**STATED EXERCISE 1**.
Copy out the entries below, starting at the line that contains "Could you point to the plaid" and continuing through the end of the entries.

**SELECTED PASSAGE**.

++++++++++++++++++++

S. Robertson, J.R. Mendum and A.G. Leslie

Published in: The Dalradian rocks of the northern Grampian Highlands of Scotland PGA 124 (1–2) 2013 https://doi.org/10.1016/j.pgeola.2012.07.010 Also on: NORA

11.1 Introduction

The Aonach Beag and Geal-charn GCR site provides one of the best cross-sections through the zone of sheared and tightly folded, steeply dipping metasedimentary rocks termed the Geal-charn-Ossian Steep Belt. Exposures around Aonach Beag [NN 457 743] and in the NE-facing corries of Coire Cheap [NN 476 754] and Coire Sgòir [NN 487 747] provide an excellent near three-dimensional section across this complex zone. The site includes a number of spectacularly developed ductile shear-zones or slides and associated isoclinal folds, elegantly first described by Thomas (1979). The stratigraphy, structure and metamorphism of the area have been most recently re-assessed by Robertson and Smith (1999), and details are incorporated within the BGS 1:50 000 Sheet 63E (Dalwhinnie, 2002), this report draws extensively upon that work.

The Geal-charn-Ossian Steep Belt comprises a narrow zone of steeply dipping rocks that can be traced north-eastwards for more than 50 km from Aonach Beag (Figure 5.18) and (Figure 5.30). A varied association of lithologies, including metacarbonate rock, kyanite-bearing pelite and semipelite, quartzite and the Kinlochlaggan Boulder Bed, occur in the core of the steep belt and are collectively referred to as the Kinlochlaggan succession in the Appin Group (Robertson and Smith, 1999). These lithologies contrast markedly with the surrounding psammites and semipelites of the Grampian Group.

To the west of the steep belt, in the Loch Laggan-Glen Roy area, the Grampian Group succession is at least 8 km thick (Key et al., 1997). There the sand- and silt-dominated succession is divided into three subgroups, which broadly reflect their depositional environment; the fluvial and shallow marine Glenshirra Subgroup is overlain by deeper water sediments of the Corrieyairack Subgroup that were deposited largely from turbidity currents. These are overlain in turn by the shallow marine to estuarine Glen Spean Subgroup in a basin-shoaling succession. The overlying Appin Group represents an overall transgressive system with a silt- and mud-dominated succession contrasting with the mainly sandy Glen Spean Subgroup.

To the south-east of the steep belt, much of the Grampian Group is assigned to the Fara Psammite Formation of the Strathtummel succession. It is less well known than the succession of the Loch Laggan–Glen Roy area, although it was described by Thomas (1979, 1980). Robertson and Smith (1999) made only tentative correlations with the Corrieyairack Subgroup. Gneissose rocks of the Glen Banchor Subgroup, which are thought to form a basement to the Grampian Group (Robertson and Smith, 1999), extend partway along the south-east side of the steep belt from the north-east to within 12 km of this GCR site. They are exposed on the eastern side of the Allt Mhainisteir GCR site.

++++++++++++++++++++

**STATED EXERCISE 2**.
Answer these questions from the passage above on the Geal-charn-Ossian Steep Belt:
(a) How far north-eastwards from Aonach Beag can the steep belt be traced?
(b) How thick is the Grampian Group succession in the Loch Laggan-Glen Roy area?
(c) How close to this GCR site do the gneissose rocks of the Glen Banchor Subgroup extend?

**DATA ROWS**.
++++++++++++++++++++

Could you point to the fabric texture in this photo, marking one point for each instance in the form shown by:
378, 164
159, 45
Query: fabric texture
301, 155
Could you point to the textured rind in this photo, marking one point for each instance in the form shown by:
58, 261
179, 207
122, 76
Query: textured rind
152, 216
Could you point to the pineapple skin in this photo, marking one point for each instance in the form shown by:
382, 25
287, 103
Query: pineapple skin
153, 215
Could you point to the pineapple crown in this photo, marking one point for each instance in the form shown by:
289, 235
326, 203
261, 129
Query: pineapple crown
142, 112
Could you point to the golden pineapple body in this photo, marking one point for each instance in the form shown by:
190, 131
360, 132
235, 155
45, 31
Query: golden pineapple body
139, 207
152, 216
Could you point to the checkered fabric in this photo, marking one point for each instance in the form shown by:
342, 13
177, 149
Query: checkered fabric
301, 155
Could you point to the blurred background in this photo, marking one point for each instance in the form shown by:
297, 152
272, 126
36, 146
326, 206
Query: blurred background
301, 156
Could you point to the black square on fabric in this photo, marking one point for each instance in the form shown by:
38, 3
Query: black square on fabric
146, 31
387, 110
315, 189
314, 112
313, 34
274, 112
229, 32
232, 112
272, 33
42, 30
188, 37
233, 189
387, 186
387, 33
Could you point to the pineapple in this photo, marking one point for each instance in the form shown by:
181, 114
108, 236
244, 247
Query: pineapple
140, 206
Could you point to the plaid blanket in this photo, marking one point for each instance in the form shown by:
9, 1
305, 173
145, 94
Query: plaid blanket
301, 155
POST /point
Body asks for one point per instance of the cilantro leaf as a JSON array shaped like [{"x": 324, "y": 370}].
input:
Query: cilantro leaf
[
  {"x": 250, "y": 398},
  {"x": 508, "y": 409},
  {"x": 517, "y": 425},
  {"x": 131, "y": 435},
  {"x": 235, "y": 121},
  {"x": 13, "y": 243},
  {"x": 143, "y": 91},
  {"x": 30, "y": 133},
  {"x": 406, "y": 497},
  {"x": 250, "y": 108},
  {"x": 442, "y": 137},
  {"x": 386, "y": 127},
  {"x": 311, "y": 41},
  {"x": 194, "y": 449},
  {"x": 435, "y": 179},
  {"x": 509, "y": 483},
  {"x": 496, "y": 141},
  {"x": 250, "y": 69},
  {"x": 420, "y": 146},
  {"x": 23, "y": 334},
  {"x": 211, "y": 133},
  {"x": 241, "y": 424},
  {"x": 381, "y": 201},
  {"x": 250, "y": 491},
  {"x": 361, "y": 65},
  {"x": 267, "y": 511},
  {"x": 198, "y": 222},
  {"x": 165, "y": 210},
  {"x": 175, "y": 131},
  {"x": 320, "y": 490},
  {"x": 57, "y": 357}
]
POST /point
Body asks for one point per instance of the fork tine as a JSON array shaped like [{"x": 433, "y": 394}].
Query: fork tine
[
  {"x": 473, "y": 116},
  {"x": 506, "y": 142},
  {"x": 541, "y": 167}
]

++++++++++++++++++++

**CORRECT OUTPUT 1**.
Could you point to the plaid blanket in this photo, marking one point for each instance in the form shown by:
9, 1
305, 173
145, 94
Query: plaid blanket
301, 155
POST /point
Body asks for one point per instance of the cilantro leaf as a JSON array shaped like [{"x": 324, "y": 370}].
input:
Query: cilantro leaf
[
  {"x": 250, "y": 398},
  {"x": 508, "y": 409},
  {"x": 517, "y": 425},
  {"x": 131, "y": 435},
  {"x": 235, "y": 121},
  {"x": 13, "y": 243},
  {"x": 143, "y": 91},
  {"x": 30, "y": 133},
  {"x": 406, "y": 497},
  {"x": 250, "y": 108},
  {"x": 442, "y": 137},
  {"x": 386, "y": 127},
  {"x": 311, "y": 41},
  {"x": 194, "y": 449},
  {"x": 435, "y": 179},
  {"x": 509, "y": 483},
  {"x": 496, "y": 141},
  {"x": 250, "y": 69},
  {"x": 420, "y": 146},
  {"x": 23, "y": 334},
  {"x": 211, "y": 133},
  {"x": 241, "y": 424},
  {"x": 381, "y": 201},
  {"x": 250, "y": 491},
  {"x": 361, "y": 65},
  {"x": 267, "y": 511},
  {"x": 198, "y": 222},
  {"x": 165, "y": 210},
  {"x": 175, "y": 131},
  {"x": 320, "y": 490},
  {"x": 57, "y": 357}
]
POST /point
Body asks for one point per instance of the fork tine as a JSON array shaped like [{"x": 433, "y": 394}].
Query: fork tine
[
  {"x": 473, "y": 116},
  {"x": 506, "y": 142},
  {"x": 541, "y": 167}
]

**CORRECT OUTPUT 2**.
(a) More than 50 km.
(b) At least 8 km.
(c) Within 12 km.